╭─ Source material
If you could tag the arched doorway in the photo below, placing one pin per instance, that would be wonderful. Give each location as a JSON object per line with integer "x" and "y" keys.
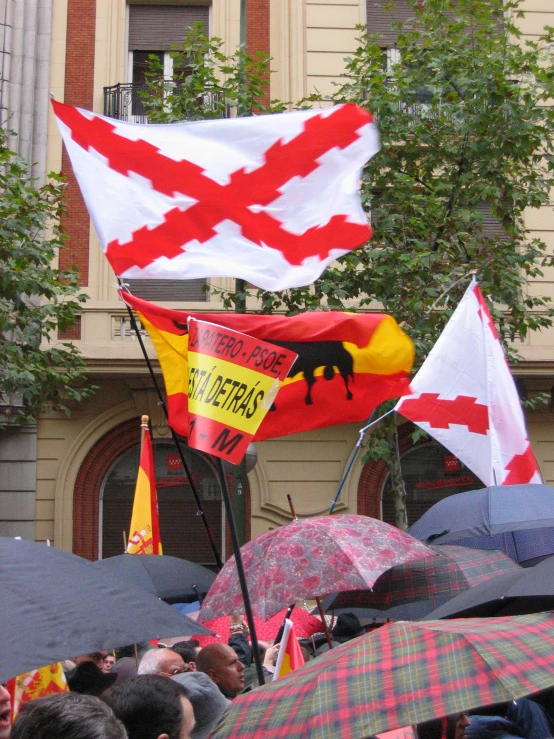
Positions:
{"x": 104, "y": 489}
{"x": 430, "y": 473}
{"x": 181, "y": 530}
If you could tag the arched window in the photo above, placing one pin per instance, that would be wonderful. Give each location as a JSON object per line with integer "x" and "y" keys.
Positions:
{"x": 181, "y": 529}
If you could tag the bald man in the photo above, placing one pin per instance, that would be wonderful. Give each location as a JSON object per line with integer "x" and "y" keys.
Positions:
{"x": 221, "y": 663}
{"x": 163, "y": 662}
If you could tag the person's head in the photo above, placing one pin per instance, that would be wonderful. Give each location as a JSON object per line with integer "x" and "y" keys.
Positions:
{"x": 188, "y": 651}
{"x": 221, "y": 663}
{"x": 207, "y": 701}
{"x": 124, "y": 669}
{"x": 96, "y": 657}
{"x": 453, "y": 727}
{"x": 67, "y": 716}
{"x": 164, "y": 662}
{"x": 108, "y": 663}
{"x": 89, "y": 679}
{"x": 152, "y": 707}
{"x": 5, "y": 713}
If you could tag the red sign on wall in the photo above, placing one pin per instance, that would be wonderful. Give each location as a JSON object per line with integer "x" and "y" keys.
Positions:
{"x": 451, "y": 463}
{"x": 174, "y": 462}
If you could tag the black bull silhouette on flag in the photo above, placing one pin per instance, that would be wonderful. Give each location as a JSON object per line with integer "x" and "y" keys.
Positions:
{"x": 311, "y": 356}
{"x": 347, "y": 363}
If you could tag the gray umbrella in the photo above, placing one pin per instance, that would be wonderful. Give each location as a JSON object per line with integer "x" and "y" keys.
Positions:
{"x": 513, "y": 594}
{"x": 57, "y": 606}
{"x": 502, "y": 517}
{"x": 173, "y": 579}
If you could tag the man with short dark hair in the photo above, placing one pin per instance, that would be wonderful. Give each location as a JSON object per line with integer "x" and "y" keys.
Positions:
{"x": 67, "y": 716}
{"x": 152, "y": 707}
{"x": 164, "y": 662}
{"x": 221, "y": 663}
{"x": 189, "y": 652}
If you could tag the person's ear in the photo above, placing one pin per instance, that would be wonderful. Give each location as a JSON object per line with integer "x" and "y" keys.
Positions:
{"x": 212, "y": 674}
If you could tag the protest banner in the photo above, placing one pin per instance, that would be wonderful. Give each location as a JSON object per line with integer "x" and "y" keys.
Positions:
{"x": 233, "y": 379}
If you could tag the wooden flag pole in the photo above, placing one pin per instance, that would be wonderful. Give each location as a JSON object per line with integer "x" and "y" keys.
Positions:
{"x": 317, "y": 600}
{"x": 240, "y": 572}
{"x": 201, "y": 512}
╰─
╭─ Source material
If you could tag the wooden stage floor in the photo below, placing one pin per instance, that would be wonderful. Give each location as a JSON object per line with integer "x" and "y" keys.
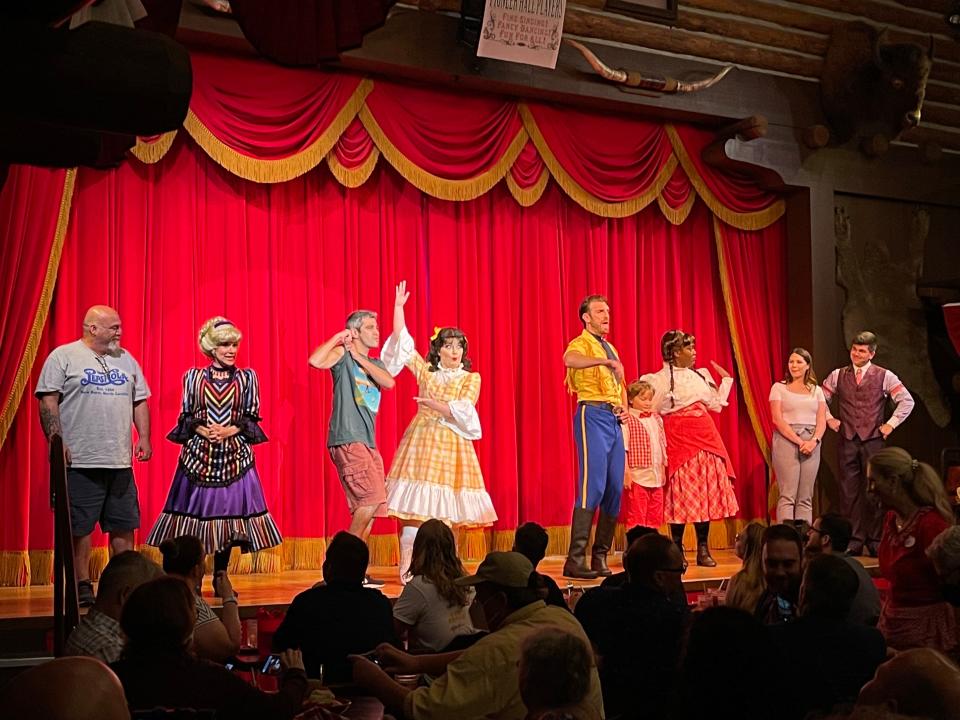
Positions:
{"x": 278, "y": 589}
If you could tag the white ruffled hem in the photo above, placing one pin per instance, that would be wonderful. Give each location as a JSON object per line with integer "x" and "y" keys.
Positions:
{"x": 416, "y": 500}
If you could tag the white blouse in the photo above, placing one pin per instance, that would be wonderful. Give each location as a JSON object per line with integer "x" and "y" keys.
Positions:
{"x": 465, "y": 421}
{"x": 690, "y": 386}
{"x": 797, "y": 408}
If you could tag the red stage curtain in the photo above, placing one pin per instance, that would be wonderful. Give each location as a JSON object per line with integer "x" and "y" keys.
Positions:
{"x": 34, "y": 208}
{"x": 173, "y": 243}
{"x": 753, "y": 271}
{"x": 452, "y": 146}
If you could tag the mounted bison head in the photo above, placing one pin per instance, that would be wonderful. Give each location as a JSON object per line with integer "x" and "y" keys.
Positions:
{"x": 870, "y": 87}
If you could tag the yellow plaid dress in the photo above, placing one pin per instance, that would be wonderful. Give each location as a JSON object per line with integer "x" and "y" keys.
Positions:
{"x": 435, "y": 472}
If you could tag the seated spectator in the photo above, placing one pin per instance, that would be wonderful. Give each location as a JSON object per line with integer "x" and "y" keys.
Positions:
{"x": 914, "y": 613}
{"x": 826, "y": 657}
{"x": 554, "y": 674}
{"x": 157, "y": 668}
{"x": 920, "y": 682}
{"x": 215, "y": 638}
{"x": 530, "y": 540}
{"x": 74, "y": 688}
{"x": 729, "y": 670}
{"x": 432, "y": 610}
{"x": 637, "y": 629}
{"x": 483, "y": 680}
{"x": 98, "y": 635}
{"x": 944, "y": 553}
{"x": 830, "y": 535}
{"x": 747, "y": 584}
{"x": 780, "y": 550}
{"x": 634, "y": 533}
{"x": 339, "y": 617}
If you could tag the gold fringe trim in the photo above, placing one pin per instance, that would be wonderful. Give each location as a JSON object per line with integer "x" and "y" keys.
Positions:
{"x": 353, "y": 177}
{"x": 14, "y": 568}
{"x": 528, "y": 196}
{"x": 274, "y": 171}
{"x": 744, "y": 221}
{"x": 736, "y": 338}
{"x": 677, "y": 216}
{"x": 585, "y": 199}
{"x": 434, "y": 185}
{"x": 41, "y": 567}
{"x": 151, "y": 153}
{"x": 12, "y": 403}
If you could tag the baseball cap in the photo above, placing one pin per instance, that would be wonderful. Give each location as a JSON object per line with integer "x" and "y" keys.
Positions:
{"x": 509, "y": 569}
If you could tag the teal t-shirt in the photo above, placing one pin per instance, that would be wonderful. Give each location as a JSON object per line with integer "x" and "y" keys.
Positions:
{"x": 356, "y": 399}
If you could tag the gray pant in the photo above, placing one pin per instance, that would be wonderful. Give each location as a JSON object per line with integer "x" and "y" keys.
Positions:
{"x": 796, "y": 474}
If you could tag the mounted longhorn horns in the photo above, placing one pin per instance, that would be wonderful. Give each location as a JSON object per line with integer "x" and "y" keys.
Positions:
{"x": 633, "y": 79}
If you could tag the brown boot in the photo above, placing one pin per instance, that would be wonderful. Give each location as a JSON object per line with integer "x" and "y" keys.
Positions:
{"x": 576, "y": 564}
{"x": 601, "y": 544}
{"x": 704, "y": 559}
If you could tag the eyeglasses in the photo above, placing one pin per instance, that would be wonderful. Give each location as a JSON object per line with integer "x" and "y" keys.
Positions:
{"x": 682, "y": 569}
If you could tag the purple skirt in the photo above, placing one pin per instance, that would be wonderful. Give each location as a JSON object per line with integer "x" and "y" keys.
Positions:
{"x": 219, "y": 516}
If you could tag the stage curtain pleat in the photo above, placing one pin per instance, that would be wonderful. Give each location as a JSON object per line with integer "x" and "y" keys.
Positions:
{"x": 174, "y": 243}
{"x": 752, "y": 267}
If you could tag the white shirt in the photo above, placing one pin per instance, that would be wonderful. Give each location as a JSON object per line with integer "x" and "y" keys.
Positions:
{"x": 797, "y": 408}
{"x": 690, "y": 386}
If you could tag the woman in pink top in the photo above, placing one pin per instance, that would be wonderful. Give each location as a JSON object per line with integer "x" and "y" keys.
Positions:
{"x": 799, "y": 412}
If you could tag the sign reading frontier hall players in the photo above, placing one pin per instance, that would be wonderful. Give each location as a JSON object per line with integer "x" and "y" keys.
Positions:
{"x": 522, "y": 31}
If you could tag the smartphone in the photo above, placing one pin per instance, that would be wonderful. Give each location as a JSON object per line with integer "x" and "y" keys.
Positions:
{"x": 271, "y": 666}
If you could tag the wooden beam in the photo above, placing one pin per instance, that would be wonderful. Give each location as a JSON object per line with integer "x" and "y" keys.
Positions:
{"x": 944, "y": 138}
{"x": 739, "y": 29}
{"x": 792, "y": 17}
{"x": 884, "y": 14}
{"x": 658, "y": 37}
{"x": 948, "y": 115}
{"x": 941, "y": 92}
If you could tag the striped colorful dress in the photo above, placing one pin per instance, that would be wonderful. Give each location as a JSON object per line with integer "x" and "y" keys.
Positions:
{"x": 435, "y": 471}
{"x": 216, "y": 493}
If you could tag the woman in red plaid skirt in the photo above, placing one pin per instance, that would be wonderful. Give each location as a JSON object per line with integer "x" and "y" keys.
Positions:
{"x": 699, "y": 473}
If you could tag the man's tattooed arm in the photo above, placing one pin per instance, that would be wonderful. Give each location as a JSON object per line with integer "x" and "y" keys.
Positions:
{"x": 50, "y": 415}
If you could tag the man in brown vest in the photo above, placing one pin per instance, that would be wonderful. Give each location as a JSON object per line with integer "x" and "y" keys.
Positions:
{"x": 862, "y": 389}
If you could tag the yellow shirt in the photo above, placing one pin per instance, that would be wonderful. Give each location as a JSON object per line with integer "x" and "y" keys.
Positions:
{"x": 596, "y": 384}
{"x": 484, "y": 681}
╰─
Required work:
Starting with the line that has "If you could tag the arched doorway" and going on through the line that has "If you could tag the gray umbrella", transcribe the records above exactly, but skip the pictures.

Written response:
If you could tag the arched doorway in the photo below, placing one pin per instance, that would be wonderful. Give each location as a JSON object per line with integer "x" and "y" keys.
Positions:
{"x": 104, "y": 489}
{"x": 430, "y": 473}
{"x": 181, "y": 530}
If you could tag the arched window in the photo above, placing one pin per instance, that would be wonderful. Give each location as a JSON object per line with integer "x" and "y" keys.
Positions:
{"x": 181, "y": 529}
If you could tag the bald man in the photo above, placing one pin per instance, that would be wonderful. Give each location as a JSON object per line with integer "x" and "y" keys.
Positions:
{"x": 221, "y": 663}
{"x": 163, "y": 662}
If you could tag the person's head in the photo above, placing one pin per instance, that would be wonderful. Give each location as a JSON object per line with integer "x" and "y" keys.
Positions:
{"x": 188, "y": 651}
{"x": 221, "y": 663}
{"x": 207, "y": 701}
{"x": 124, "y": 669}
{"x": 96, "y": 657}
{"x": 453, "y": 727}
{"x": 67, "y": 716}
{"x": 164, "y": 662}
{"x": 108, "y": 663}
{"x": 89, "y": 679}
{"x": 152, "y": 707}
{"x": 5, "y": 713}
If you could tag the red sign on wall in the photo above, placing one pin per instance, that would be wonderful. Give each location as a JSON object per line with integer "x" and "y" keys.
Positions:
{"x": 451, "y": 463}
{"x": 174, "y": 462}
If you could tag the black bull silhouette on flag in the photo above, placing one pin per instance, that would be wonderful. Give each location as a JSON object per line with integer "x" and "y" keys.
Positions:
{"x": 311, "y": 356}
{"x": 347, "y": 363}
If you could tag the gray umbrella in the photo above, placing one pin per instance, that would be wonderful. Give each location as a JSON object per line with integer "x" and "y" keys.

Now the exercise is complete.